Things to do
- A) Retype the remoteness doctrine passage, starting with "As these cases" and going on through "denial of benefits.".
- B) Answer these questions using the remoteness doctrine passage:
(i) What example does it give of an explanation for a delay before termination?
(ii) On what date did Employer discharge Claimant?
(iii) As of what date did Claimant's satisfactory performance rating and salary increase take effect?

Text under study
******
As these cases illustrate, where there is an unexplained substantial delay between the claimant's misconduct and the employer's act to terminate the claimant, the remoteness doctrine will preclude an employer from seeking a denial of benefits based on allegations of willful misconduct. However, where the record establishes an explanation for the delay, such as the lengthy nature of the employer's administrative review process, and there is no action on the part of the employer indicating that it condoned the claimant's conduct, the remoteness doctrine does not apply to preclude a denial of benefits.
Here, there is no dispute that, from the time Employer learned of Claimant's activities on September 23, 2003, to Employer's discharge of Claimant on December 5, 2003, Employer was actively engaged in an investigation and administrative review process concerning employee misconduct. The actions taken by Employer throughout this period do not reflect that Employer condoned Claimant's conduct, notwithstanding the fact that Claimant was given a satisfactory performance rating and salary increase effective October 30, 2003. As previously indicated, Employer was required to determine an employee's performance rating within thirty days prior to his anniversary date; thus, Employer was required to make this determination with respect to Claimant on or before September 30, 2003, just a few days after the conduct at issue occurred, before the October 28th meeting with Claimant and weeks before Employer's review process was completed.
******
Material provided
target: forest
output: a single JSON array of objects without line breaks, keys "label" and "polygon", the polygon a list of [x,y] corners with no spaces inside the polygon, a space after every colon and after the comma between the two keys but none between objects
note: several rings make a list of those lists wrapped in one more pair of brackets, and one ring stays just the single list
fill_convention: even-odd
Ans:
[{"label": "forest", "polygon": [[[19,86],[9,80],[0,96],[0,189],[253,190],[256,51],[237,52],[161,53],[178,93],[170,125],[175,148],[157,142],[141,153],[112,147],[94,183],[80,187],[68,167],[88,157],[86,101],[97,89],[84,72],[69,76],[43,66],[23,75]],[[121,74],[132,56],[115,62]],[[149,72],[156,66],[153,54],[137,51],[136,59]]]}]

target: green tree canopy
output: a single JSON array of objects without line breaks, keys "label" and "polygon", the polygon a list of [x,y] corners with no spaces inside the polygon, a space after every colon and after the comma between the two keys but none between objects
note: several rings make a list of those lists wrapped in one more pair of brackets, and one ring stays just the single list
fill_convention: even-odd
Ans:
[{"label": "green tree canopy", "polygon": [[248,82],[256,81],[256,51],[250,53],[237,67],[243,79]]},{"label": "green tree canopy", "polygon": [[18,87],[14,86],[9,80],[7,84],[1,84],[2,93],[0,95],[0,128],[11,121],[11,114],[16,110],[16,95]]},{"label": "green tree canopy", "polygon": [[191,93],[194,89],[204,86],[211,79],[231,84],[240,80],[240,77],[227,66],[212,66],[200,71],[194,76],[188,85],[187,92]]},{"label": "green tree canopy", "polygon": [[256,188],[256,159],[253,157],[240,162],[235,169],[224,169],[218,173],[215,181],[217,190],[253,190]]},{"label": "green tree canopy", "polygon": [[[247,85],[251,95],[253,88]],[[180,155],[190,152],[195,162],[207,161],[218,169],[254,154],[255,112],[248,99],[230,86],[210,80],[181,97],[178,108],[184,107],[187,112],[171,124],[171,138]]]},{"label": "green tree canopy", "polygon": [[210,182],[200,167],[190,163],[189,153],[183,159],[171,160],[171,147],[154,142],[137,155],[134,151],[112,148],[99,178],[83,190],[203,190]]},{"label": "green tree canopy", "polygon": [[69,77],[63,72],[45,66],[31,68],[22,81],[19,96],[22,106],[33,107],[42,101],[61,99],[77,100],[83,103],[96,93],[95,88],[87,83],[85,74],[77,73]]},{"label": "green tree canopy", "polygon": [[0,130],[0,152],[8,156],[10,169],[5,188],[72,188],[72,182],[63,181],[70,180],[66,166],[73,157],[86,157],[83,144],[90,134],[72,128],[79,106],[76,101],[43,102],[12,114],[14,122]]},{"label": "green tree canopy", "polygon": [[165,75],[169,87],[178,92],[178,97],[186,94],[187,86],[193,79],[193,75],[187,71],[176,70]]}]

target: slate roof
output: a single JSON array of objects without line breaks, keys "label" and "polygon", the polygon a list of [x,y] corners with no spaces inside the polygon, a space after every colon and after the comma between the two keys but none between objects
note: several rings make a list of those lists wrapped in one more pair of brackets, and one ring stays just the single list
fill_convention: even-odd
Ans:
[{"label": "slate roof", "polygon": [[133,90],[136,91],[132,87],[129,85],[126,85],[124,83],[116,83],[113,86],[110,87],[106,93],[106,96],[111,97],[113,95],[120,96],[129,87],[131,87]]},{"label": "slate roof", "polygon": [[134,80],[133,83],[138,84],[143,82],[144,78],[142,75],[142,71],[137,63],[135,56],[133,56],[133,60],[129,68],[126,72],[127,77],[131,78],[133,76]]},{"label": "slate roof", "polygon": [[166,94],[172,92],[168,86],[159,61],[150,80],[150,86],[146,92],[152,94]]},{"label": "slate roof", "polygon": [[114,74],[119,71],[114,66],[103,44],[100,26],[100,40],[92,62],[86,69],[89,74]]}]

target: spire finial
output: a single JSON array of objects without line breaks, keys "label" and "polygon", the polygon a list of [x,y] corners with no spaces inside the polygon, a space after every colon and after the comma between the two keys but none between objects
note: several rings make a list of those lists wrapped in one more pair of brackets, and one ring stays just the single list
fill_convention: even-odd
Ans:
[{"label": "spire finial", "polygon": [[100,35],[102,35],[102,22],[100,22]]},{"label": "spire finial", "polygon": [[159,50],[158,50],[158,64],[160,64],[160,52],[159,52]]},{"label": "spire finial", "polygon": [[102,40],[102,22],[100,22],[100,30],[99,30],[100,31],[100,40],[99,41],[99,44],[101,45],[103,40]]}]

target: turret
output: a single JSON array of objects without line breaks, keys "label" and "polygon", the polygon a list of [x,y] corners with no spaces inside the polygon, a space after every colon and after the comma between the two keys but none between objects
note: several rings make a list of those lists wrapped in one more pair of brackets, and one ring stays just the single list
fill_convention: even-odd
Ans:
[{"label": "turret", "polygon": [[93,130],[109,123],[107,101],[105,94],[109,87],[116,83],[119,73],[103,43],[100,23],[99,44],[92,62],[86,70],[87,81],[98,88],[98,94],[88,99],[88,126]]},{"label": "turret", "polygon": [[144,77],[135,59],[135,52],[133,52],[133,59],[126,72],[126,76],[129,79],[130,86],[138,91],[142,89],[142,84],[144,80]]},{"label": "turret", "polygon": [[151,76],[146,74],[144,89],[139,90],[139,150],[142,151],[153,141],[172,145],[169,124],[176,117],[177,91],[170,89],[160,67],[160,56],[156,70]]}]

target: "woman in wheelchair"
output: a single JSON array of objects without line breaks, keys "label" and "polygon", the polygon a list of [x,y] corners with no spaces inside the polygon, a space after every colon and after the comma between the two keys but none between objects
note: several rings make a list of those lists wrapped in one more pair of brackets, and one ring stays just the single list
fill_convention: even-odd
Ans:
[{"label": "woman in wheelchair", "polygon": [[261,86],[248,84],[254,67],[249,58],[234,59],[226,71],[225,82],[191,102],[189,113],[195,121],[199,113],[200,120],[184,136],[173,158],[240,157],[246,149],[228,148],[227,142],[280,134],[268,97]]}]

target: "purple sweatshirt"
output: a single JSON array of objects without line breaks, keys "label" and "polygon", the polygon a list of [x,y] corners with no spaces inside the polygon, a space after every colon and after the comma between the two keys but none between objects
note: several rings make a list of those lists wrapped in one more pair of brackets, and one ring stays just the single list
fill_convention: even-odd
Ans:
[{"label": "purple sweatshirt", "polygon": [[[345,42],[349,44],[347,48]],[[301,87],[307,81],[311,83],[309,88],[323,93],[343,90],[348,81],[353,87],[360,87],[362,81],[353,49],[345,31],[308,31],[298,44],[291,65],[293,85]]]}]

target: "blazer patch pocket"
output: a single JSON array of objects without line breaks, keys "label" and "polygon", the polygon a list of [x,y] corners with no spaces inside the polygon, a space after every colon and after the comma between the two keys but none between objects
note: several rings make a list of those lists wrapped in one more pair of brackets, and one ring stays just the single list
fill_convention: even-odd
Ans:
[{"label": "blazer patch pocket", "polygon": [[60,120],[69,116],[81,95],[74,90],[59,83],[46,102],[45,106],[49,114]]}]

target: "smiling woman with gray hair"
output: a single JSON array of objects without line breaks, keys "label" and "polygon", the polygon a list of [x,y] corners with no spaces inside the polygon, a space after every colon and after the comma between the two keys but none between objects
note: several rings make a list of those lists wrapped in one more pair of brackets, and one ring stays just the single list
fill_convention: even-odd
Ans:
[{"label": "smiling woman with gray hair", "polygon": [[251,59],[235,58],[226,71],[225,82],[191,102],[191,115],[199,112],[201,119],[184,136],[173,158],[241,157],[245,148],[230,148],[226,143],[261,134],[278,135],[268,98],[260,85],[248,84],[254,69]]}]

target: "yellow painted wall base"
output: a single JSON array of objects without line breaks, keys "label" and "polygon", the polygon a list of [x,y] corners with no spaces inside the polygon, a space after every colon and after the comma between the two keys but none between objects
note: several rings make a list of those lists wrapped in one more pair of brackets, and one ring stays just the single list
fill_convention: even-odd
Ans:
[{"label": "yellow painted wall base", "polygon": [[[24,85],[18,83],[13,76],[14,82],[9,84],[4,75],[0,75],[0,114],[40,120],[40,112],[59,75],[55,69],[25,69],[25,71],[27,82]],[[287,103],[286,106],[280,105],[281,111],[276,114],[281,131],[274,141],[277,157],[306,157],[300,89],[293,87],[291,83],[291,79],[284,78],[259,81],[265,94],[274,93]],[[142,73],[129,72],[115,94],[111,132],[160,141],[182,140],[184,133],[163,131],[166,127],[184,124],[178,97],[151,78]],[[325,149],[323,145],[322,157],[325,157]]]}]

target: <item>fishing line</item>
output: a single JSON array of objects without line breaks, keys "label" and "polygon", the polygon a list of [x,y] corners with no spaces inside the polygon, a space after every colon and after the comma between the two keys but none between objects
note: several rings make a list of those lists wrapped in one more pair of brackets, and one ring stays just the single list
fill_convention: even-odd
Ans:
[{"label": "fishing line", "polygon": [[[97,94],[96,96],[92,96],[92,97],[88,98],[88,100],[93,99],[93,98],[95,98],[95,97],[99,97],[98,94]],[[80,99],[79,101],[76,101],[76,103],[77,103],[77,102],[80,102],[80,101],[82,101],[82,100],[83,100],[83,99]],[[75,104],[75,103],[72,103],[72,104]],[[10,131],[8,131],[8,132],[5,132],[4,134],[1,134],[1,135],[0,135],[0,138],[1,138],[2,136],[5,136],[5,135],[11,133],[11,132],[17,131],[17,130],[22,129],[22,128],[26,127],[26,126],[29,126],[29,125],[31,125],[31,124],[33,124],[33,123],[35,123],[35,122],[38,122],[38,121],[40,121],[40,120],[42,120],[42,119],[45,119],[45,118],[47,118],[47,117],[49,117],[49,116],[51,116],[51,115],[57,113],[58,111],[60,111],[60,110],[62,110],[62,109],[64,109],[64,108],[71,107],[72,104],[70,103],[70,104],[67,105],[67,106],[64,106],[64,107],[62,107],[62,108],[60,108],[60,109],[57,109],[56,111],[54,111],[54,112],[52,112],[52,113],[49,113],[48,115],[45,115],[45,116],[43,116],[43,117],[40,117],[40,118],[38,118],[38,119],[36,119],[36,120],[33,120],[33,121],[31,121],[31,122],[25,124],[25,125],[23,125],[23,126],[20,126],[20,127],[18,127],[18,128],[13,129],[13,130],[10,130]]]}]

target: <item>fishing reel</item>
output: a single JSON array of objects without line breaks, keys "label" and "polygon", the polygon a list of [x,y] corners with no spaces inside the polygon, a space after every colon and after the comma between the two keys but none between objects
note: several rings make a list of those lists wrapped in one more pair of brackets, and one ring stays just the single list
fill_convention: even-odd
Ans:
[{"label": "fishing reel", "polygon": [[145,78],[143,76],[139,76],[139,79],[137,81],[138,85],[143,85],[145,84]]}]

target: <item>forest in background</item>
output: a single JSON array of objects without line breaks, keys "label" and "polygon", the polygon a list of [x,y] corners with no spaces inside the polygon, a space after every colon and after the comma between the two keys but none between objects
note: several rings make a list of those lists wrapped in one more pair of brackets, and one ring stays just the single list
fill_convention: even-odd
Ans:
******
Results of the exercise
- A)
As these cases illustrate, where there is an unexplained substantial delay between the claimant's misconduct and the employer's act to terminate the claimant, the remoteness doctrine will preclude an employer from seeking a denial of benefits based on allegations of willful misconduct. However, where the record establishes an explanation for the delay, such as the lengthy nature of the employer's administrative review process, and there is no action on the part of the employer indicating that it condoned the claimant's conduct, the remoteness doctrine does not apply to preclude a denial of benefits.

- B)
(i) The lengthy nature of the employer's administrative review process.
(ii) December 5, 2003.
(iii) October 30, 2003.